_Goal of the exercise_.
Return only the lines from the one containing "snowy path -> box" to the end of the entries below, exactly as written, both ends included.

───

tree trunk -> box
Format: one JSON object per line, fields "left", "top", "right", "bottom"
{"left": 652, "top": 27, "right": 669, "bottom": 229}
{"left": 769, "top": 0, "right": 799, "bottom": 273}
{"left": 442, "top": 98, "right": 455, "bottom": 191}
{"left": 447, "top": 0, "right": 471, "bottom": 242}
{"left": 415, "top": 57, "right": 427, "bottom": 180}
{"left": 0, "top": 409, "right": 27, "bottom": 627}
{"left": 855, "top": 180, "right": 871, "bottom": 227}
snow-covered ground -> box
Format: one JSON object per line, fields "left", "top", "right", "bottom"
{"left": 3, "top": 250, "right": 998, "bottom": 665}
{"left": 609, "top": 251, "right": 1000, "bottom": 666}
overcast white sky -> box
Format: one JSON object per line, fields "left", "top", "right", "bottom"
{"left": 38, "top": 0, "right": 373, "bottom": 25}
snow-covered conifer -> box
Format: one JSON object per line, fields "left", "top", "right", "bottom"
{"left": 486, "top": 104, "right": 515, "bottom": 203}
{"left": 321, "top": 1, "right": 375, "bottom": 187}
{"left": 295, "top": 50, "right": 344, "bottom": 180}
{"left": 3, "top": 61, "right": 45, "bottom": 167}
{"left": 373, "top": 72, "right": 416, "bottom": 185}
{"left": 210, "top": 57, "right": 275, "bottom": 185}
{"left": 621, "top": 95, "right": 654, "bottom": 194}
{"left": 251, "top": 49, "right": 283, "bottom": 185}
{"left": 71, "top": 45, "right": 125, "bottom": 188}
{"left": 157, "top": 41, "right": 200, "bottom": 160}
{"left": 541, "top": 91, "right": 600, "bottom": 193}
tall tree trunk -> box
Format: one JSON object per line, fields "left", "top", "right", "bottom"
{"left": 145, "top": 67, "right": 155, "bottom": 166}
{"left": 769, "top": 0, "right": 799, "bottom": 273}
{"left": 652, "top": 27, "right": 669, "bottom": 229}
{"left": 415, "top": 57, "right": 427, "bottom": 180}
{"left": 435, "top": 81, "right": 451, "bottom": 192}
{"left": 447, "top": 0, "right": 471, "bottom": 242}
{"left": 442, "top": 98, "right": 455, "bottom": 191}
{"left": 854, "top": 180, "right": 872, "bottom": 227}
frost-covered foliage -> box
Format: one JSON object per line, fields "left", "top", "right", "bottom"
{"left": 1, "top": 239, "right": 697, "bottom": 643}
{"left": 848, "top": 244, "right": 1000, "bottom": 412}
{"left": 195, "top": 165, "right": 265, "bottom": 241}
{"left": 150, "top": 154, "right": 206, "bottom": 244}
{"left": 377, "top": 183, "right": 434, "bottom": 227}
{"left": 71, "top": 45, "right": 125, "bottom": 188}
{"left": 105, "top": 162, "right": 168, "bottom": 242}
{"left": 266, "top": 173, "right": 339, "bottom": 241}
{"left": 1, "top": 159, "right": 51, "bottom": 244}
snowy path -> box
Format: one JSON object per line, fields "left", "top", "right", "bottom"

───

_Answer for this exercise_.
snowy path -> box
Format: one JSON object per line, fields "left", "top", "right", "bottom"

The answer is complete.